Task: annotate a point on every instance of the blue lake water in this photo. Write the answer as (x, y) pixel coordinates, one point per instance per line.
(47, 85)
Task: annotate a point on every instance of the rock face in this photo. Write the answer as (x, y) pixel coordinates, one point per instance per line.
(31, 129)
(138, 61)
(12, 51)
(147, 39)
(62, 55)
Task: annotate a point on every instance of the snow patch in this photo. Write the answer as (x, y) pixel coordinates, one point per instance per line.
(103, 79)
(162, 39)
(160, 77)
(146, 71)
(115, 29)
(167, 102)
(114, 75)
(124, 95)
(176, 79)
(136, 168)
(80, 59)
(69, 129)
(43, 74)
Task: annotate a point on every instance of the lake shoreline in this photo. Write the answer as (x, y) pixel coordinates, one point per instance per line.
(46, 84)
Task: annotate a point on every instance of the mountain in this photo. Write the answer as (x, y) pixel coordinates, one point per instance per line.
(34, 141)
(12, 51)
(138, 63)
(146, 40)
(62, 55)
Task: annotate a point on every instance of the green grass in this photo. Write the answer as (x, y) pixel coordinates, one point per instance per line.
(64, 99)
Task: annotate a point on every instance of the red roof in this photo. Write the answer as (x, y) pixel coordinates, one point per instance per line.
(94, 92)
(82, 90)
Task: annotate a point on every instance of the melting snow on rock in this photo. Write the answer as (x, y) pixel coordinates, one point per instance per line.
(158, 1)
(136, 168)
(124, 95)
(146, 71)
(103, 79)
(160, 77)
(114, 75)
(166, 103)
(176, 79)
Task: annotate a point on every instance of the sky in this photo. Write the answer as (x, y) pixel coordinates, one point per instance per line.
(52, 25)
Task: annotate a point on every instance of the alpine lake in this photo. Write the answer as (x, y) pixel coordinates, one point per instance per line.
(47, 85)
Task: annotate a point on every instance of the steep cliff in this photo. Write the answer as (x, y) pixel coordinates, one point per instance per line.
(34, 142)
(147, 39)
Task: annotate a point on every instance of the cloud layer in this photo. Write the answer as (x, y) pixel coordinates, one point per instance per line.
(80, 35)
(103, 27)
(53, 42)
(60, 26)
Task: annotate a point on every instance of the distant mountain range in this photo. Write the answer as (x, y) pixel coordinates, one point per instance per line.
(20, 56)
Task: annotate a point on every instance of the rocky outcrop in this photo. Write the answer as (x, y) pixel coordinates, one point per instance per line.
● ● ● ● ●
◆ **Instructions to follow**
Every line above should be printed again exactly as it stands.

◆ **Result of the task**
Task: annotate a point on every instance of the blue lake water in this photo. Write the answer as (x, y) pixel coordinates, one point per instance per line.
(47, 85)
Task: annotate a point on every instance of the rock face in this photo. Write the answer as (x, y) pixel coordinates, one point per instance per line.
(31, 129)
(138, 61)
(12, 51)
(147, 39)
(62, 55)
Task: annotate a point on every instance of the snow patch in this photo. Write the answer as (x, y) pixel coordinates, one point per instance per line.
(103, 79)
(162, 39)
(160, 77)
(146, 71)
(115, 29)
(167, 102)
(114, 75)
(124, 95)
(176, 79)
(136, 168)
(80, 59)
(69, 129)
(43, 74)
Task: annotate a point on every instance of the lake shoreline in this photo. Write the answer as (x, y) pixel coordinates, one point per instance per line.
(46, 84)
Task: annotate a point on every instance of the mountain in this photo. Write the answer as (x, y) pixel coordinates, one point per instance per line.
(34, 141)
(12, 51)
(138, 63)
(146, 40)
(62, 55)
Task: annotate a point on every instance of the green grass in this photo. Write the answer as (x, y) pixel coordinates, one point per instance per line.
(64, 99)
Task: annotate a point on every instance of the red roof in this photo. Write the answer as (x, y) pixel coordinates, one point per instance per line.
(94, 92)
(82, 90)
Task: annotate a point on every instance of the melting snow on rock in this photo. Write the answer as (x, y) pixel coordinates, one point per instance per line.
(158, 1)
(136, 168)
(124, 95)
(146, 71)
(103, 79)
(160, 77)
(114, 75)
(166, 103)
(176, 79)
Task: annotate a point on every instance of the sky in this photo. Write the answer as (x, y) pixel coordinates, one point per instance per line.
(52, 25)
Task: annotate a point on every instance of the alpine lake in this photo. Write the answer as (x, y) pixel coordinates, one point per instance per line.
(47, 85)
Task: annotate a point on every instance of the steep cliff in this photo. Write the answer as (x, y) pixel coordinates, one point per instance per line.
(34, 142)
(147, 39)
Task: annotate a point on every instance of the cloud layer in this photo. Write the answer as (x, y) pixel coordinates, one point per instance per line.
(80, 35)
(103, 27)
(53, 42)
(60, 26)
Task: annotate a point on every instance of the distant mountain range in this photo. Write the answer as (x, y) pixel coordinates, one point per instance per line.
(20, 56)
Task: annotate a point on every instance of the rocky outcrop in this photo. Write the answer as (x, y) pixel coordinates, one point per instance per line.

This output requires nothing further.